_WHAT YOU NEED TO DO_:
Copy out the material below with every "Show me" replaced by "Find", keeping everything else the same.

_RECORDS_:
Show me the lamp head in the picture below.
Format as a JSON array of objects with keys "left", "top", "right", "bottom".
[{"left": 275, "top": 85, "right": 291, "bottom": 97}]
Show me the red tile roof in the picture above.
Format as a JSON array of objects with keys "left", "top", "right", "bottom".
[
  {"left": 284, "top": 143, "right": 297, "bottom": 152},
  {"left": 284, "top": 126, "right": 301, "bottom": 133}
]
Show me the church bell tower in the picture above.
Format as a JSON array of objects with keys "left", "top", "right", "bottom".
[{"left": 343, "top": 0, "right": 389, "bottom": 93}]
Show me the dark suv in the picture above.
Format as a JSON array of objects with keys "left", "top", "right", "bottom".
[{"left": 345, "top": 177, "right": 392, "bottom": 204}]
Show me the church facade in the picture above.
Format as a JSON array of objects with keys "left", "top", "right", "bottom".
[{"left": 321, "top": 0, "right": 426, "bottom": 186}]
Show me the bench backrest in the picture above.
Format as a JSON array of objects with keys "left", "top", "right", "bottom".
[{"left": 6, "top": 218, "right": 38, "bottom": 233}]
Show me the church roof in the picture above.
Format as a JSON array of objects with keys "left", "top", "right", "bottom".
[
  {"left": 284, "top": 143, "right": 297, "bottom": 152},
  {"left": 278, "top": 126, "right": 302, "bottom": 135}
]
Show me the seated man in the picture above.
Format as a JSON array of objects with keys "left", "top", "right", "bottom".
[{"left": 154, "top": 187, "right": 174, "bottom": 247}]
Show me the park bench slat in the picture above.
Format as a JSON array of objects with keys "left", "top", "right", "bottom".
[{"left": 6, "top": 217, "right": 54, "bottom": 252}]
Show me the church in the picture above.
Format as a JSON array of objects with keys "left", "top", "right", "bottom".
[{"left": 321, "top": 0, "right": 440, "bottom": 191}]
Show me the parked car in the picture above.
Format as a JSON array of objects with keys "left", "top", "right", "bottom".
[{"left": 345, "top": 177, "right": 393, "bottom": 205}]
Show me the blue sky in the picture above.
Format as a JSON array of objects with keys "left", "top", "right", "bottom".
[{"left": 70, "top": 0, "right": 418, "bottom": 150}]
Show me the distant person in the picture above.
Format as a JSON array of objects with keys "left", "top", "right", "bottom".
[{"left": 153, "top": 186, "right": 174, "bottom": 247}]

_RESULT FOR THIS TASK_:
Find the lamp head in the picture below.
Format as a JSON array of objects with keys "left", "top", "right", "bottom".
[{"left": 275, "top": 85, "right": 291, "bottom": 97}]
Find the red tile roof in the picture above.
Format as a JSON array of objects with keys "left", "top", "right", "bottom".
[
  {"left": 284, "top": 143, "right": 297, "bottom": 152},
  {"left": 284, "top": 126, "right": 301, "bottom": 133}
]
Find the church bell tower in the picture above.
Format as a JSON array of objects with keys "left", "top", "right", "bottom".
[{"left": 343, "top": 0, "right": 389, "bottom": 93}]
Find the dark suv in the picture above.
Format as a JSON array of objects with keys "left", "top", "right", "bottom".
[{"left": 345, "top": 177, "right": 392, "bottom": 204}]
Find the church facade in the picture above.
Format as a JSON array of objects with keys "left", "top", "right", "bottom".
[{"left": 321, "top": 0, "right": 426, "bottom": 186}]
Find the bench backrest in the picture above.
Format as a JSON array of objects with keys "left", "top", "right", "bottom".
[{"left": 6, "top": 218, "right": 38, "bottom": 233}]
Find the church roof in the picture above.
Format as a JSON array of objects with keys "left", "top", "right", "bottom".
[
  {"left": 284, "top": 143, "right": 297, "bottom": 152},
  {"left": 278, "top": 126, "right": 302, "bottom": 135}
]
Find the seated man in the picture above.
Format as a JSON array of objects with keys "left", "top", "right", "bottom".
[{"left": 154, "top": 187, "right": 174, "bottom": 247}]
Find the park bench slat in the picture above.
Format as a JSON array of objects with keys "left", "top", "right", "bottom".
[{"left": 6, "top": 217, "right": 54, "bottom": 252}]
Find the church in the picture above.
Format as a JSON array of objects with keys "left", "top", "right", "bottom".
[{"left": 321, "top": 0, "right": 440, "bottom": 191}]
Find the parked car in the picture above.
Format as a JSON array of objects with keys "left", "top", "right", "bottom".
[{"left": 345, "top": 177, "right": 393, "bottom": 205}]
Find the blue sky in the picture above.
Format as a JSON array of objects with keys "left", "top", "right", "bottom".
[{"left": 70, "top": 0, "right": 418, "bottom": 150}]
Find the distant person in the picture above.
Format as a JSON array of objects with keys "left", "top", "right", "bottom".
[{"left": 153, "top": 186, "right": 174, "bottom": 247}]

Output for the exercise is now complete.